[Selected excerpt]
· · · · ·

Steeping time. This is the single largest variable. Caffeine is highly water-soluble and extracts quickly — a 3-minute steep pulls out substantially more than a 1-minute steep. A 5-minute steep is near the maximum; past that, extraction flattens out.
Water temperature. Hotter water extracts caffeine faster. A green tea brewed at 70°C contains less caffeine than the same tea brewed at 85°C, even at the same steeping time. This is why cold-brewed tea, which steeps for hours at refrigerator temperature, still ends up with less caffeine per cup than a short hot brew.
Leaf-to-water ratio. Obvious but worth stating: more leaf means more caffeine. Two tea bags in one cup doubles the available material.
Leaf position on the plant. Younger leaves and unopened buds contain more caffeine than mature leaves. The tea plant concentrates caffeine in its newest growth, probably as an evolutionary defence against insects. This is why Silver Needle — made entirely of buds — is not actually the lowest-caffeine white tea despite its reputation. Shou Mei, made from mature leaves, often contains less.

· · · · ·

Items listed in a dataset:
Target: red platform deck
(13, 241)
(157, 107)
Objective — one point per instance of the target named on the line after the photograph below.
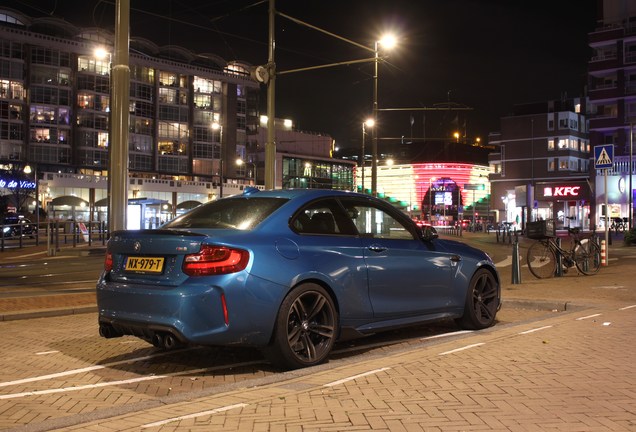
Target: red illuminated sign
(562, 191)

· · · · ·

[Brief 1] Which factors that affect caffeine levels does the text on caffeine in tea discuss?
[Brief 2] Write the next part of the text on caffeine in tea, picking up after its final sentence.

[Answer box 1]
- Steeping time
- Water temperature
- Leaf-to-water ratio
- Leaf position on the plant

[Answer box 2]
Oxidation level. This is where received wisdom is most wrong. Oxidation — the process that turns green tea into oolong and then black tea — has only a minor effect on caffeine content. Black tea is not substantially higher in caffeine than green tea because it is more oxidised; the two are roughly comparable by category, and the differences mostly come from other variables. The widespread belief that "more oxidised means more caffeine" is false.
Why Tea's Caffeine Feels Different
Many drinkers report that tea's caffeine feels different from coffee's — less jagged, longer-lasting, more conducive to focus than jitter. This is not purely subjective. Tea contains an amino acid called L-theanine, which coffee contains in only trace amounts.
L-theanine crosses the blood-brain barrier and has measurable effects on brain activity, increasing alpha-wave activity associated with relaxed alertness. Studies have shown that L-theanine and caffeine taken together produce different cognitive effects than caffeine alone — generally, a smoother stimulation with less of the anxiety and vasoconstriction that high-dose caffeine can produce.
Shade-grown teas — matcha, gyokuro — contain particularly high L-theanine levels, because shading causes the plant to produce more amino acids. This is part of why matcha, despite having more caffeine per gram than most teas, produces a quieter effect than an espresso with comparable caffeine.
None of this makes tea a better or worse stimulant than coffee. It makes it a different one, with a different pharmacological profile. The lived experience that drinkers report — tea's slower, steadier arc versus coffee's sharper peak — has a basis in the chemistry.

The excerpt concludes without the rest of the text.